GEGEVEN TEKST:
........
Verdachte heeft ook ter terechtzitting ontkend iets te maken te hebben met bedoelde vracht.
Uit de zich in het dossier bevindende stukken is niet gebleken dat verdachte enig contact heeft gehad met [naam bedrijf 1] over de vracht, noch dat hij de vracht heeft aangeleverd, noch dat hij of een ander namens hem de vrachtbrief heeft ingevuld of dat er met hem is gebeld op het mobiele telefoonnummer dat [naam bedrijf 1] in haar administratie had genoteerd. Bovenstaande in aanmerking nemend, is de rechtbank van oordeel dat hetgeen verdachte ten laste wordt gelegd niet wettig en overtuigend bewezen kan worden.
Bij deze stand van zaken moet vrijspraak volgen voor het onder 1 ten laste gelegde feit.
........
GEGEVENSUITTREKSEL:
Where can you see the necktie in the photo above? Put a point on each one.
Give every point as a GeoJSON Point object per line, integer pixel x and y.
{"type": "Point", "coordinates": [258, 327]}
........
OPDRACHT: Schrijf een vervolg op de uitspraak van de rechtbank over de vracht, aansluitend op de laatste zin. De lijst heb je hiervoor niet nodig.

ANTWOORD:
Ten aanzien van het onder 2 ten laste gelegde feit
Van het aan een organisatie als bedoeld in artikel 140 van het Wetboek van Strafrecht deelnemen is slechts dan sprake indien verdachte behoort tot het samenwerkingsverband en een aandeel heeft in, dan wel ondersteunt, gedragingen die strekken tot of rechtstreeks verband houden met de verwezenlijking van het in dat artikel bedoelde oogmerk van de organisatie.
Verdachte ontkent dat hij heeft geweten dat er sigaretten in zijn bus hebben gelegen toen hij op 27 oktober 2007 is aangehouden in Newcastle. Hij was, zoals hij ter terechtzitting heeft verklaard, in de veronderstelling dat hij voor opdrachtgever [naam opdrachtgever] meubelen voor een beurs naar Engeland bracht. De vracht is in Engeland onderschept, en er zijn 1.404.000 sigaretten waarover geen accijns is geheven in de bus gevonden, waarvoor verdachte in Engeland is aangehouden en veroordeeld.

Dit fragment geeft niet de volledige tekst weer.